Please list each line in the material below that contains the word "floor". Case counts.
# # # #
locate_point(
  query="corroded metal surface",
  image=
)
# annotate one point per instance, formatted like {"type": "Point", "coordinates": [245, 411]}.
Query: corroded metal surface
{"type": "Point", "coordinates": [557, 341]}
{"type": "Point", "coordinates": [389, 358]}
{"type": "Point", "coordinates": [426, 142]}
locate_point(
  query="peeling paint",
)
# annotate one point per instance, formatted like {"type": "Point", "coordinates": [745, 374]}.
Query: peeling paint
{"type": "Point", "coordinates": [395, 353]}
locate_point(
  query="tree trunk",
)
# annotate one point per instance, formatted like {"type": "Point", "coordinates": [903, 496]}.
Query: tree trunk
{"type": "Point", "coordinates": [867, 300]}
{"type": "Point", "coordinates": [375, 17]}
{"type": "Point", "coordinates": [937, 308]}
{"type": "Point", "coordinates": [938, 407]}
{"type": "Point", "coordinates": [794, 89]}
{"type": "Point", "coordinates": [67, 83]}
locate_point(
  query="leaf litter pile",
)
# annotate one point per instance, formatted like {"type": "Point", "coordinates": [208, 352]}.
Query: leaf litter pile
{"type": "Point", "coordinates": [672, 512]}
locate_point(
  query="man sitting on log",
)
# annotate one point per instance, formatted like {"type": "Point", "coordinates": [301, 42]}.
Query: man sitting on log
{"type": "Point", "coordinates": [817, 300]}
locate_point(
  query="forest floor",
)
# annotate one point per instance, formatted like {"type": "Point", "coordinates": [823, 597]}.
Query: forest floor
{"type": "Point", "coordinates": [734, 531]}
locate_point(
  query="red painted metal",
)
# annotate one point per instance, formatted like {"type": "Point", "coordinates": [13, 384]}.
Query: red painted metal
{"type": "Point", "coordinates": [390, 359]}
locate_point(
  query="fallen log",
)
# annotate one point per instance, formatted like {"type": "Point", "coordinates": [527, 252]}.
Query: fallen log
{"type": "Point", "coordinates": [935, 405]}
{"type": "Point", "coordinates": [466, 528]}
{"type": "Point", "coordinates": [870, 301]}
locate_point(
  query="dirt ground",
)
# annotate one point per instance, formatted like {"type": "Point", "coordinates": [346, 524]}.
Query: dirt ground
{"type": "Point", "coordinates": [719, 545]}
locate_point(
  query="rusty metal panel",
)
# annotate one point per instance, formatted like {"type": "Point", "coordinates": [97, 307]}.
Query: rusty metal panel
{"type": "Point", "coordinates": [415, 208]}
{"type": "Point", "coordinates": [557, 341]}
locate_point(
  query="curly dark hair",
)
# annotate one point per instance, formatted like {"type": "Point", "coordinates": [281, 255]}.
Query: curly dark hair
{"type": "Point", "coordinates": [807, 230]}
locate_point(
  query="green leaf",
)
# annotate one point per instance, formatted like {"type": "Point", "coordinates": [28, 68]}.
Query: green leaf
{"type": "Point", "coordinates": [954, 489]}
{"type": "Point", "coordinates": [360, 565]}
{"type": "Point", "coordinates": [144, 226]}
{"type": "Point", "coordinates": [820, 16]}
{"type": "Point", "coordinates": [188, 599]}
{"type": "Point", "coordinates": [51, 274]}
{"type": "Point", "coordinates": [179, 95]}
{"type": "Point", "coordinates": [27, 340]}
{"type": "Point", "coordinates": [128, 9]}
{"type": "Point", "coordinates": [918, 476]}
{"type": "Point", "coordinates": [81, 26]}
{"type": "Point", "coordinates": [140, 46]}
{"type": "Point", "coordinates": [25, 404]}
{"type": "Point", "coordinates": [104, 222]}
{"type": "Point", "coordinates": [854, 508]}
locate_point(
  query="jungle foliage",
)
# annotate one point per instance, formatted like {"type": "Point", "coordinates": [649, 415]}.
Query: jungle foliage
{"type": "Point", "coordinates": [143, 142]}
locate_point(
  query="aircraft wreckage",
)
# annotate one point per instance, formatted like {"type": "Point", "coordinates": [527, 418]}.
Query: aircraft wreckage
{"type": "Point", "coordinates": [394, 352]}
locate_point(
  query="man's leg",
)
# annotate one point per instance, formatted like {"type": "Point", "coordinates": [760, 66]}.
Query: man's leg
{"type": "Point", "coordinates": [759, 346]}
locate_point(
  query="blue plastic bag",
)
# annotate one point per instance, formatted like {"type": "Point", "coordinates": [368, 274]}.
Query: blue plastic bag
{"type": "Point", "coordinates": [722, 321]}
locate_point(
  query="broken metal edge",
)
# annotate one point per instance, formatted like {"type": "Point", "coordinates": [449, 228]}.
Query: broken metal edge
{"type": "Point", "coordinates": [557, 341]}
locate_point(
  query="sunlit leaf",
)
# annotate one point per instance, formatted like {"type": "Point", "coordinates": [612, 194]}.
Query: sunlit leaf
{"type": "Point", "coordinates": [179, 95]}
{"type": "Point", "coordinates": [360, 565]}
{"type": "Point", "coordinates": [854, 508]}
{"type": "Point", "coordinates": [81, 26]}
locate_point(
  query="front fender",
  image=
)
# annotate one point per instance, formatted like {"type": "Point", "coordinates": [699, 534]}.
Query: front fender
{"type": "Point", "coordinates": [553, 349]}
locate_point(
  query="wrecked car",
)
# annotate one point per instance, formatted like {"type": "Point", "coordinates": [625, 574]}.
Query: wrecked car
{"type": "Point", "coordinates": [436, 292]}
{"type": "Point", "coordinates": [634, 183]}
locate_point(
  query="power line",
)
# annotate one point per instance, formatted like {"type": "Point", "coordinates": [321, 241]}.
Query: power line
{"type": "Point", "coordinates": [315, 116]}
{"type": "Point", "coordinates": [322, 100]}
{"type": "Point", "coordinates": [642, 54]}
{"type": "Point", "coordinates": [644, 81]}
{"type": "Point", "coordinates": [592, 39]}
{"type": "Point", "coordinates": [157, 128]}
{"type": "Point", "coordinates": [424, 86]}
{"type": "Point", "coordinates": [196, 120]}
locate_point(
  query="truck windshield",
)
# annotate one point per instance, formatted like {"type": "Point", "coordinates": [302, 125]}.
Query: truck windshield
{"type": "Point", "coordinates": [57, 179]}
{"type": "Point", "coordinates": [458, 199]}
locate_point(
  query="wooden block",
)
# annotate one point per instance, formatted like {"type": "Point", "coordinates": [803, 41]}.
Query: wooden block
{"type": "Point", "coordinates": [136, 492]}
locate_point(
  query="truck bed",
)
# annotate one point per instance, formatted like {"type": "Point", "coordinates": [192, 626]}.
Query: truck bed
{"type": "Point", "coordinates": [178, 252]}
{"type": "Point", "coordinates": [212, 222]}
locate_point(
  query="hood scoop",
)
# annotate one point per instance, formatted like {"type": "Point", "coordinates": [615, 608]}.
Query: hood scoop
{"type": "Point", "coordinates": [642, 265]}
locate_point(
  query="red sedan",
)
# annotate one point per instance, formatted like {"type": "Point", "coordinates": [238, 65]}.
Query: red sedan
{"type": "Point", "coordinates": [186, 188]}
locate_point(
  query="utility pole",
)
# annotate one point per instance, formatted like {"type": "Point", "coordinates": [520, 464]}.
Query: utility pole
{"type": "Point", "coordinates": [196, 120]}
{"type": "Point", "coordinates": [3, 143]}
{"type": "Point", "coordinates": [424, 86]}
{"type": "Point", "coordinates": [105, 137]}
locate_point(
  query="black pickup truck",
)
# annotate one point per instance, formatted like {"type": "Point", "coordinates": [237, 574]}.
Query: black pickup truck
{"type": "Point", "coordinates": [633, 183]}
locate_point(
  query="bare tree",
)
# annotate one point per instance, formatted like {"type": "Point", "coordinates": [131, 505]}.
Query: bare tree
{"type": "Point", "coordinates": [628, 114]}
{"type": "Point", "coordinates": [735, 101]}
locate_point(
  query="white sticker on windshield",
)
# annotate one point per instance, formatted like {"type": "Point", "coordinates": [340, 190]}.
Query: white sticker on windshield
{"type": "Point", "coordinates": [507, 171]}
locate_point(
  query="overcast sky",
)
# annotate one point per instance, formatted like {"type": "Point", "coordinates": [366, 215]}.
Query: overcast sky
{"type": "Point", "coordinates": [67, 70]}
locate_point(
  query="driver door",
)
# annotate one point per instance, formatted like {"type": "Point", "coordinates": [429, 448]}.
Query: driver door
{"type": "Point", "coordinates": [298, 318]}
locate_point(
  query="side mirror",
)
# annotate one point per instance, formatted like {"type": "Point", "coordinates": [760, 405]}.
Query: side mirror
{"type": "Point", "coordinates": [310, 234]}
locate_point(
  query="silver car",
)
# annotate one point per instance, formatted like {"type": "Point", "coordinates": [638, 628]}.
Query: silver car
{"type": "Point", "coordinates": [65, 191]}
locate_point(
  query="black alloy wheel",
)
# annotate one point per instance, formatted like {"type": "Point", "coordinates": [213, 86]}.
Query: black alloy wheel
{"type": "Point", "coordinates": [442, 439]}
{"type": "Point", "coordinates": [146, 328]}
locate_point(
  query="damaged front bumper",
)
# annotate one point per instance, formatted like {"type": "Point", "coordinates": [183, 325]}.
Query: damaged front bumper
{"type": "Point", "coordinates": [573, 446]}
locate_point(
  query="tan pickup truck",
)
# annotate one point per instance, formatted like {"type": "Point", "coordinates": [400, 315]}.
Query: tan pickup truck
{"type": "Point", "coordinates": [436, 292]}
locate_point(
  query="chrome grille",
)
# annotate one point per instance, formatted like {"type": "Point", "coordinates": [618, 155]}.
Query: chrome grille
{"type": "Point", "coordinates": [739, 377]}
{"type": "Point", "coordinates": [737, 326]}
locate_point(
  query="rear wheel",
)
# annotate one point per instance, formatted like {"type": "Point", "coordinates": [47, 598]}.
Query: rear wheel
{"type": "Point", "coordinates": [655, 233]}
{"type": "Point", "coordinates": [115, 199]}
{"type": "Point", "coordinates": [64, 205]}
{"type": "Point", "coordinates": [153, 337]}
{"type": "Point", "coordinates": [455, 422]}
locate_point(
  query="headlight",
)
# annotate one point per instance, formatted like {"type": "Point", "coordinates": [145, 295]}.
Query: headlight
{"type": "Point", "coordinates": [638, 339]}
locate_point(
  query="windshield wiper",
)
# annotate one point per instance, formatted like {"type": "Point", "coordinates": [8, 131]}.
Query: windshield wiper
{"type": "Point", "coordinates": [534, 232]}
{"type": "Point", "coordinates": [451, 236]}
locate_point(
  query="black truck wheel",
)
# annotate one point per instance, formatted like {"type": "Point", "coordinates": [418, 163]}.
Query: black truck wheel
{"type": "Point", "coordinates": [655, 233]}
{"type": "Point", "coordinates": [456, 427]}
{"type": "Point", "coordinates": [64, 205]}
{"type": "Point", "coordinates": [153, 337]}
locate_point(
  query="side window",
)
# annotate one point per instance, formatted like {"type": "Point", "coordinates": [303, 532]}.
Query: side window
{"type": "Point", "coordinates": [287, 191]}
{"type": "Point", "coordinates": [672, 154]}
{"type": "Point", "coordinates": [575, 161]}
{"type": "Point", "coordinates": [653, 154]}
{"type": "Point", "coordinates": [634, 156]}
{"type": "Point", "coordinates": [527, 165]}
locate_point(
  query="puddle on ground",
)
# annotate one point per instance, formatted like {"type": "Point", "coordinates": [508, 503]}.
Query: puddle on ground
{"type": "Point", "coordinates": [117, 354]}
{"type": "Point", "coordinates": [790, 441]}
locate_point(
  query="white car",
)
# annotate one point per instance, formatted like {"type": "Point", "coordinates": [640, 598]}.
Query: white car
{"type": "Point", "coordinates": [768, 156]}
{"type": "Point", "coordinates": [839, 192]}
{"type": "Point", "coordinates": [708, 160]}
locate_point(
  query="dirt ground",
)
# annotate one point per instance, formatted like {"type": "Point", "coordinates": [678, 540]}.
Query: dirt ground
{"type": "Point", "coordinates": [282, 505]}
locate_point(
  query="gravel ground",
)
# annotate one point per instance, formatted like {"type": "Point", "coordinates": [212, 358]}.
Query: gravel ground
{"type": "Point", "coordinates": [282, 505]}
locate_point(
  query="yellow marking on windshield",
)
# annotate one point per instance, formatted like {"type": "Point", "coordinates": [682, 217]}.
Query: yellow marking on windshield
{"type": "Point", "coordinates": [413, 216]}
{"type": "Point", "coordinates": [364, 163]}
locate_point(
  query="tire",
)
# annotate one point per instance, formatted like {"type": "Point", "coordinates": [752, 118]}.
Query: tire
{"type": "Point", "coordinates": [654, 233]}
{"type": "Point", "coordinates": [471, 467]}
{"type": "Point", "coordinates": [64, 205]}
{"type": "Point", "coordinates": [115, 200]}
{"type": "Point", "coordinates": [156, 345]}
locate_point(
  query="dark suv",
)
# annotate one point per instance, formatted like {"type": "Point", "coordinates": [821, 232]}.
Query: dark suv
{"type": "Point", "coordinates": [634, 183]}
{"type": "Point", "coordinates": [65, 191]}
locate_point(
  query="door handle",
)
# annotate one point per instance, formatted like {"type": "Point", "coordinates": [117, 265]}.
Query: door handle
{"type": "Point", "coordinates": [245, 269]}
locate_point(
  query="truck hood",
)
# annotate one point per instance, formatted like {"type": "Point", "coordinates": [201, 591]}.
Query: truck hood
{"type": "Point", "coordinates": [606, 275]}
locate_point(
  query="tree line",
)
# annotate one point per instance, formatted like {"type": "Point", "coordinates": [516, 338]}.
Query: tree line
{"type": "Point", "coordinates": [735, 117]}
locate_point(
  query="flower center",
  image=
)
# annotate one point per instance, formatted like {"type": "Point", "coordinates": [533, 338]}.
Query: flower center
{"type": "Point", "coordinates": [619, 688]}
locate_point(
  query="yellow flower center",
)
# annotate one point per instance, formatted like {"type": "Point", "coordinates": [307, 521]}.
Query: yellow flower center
# # # #
▸ Written answer:
  query="forest floor",
Query: forest floor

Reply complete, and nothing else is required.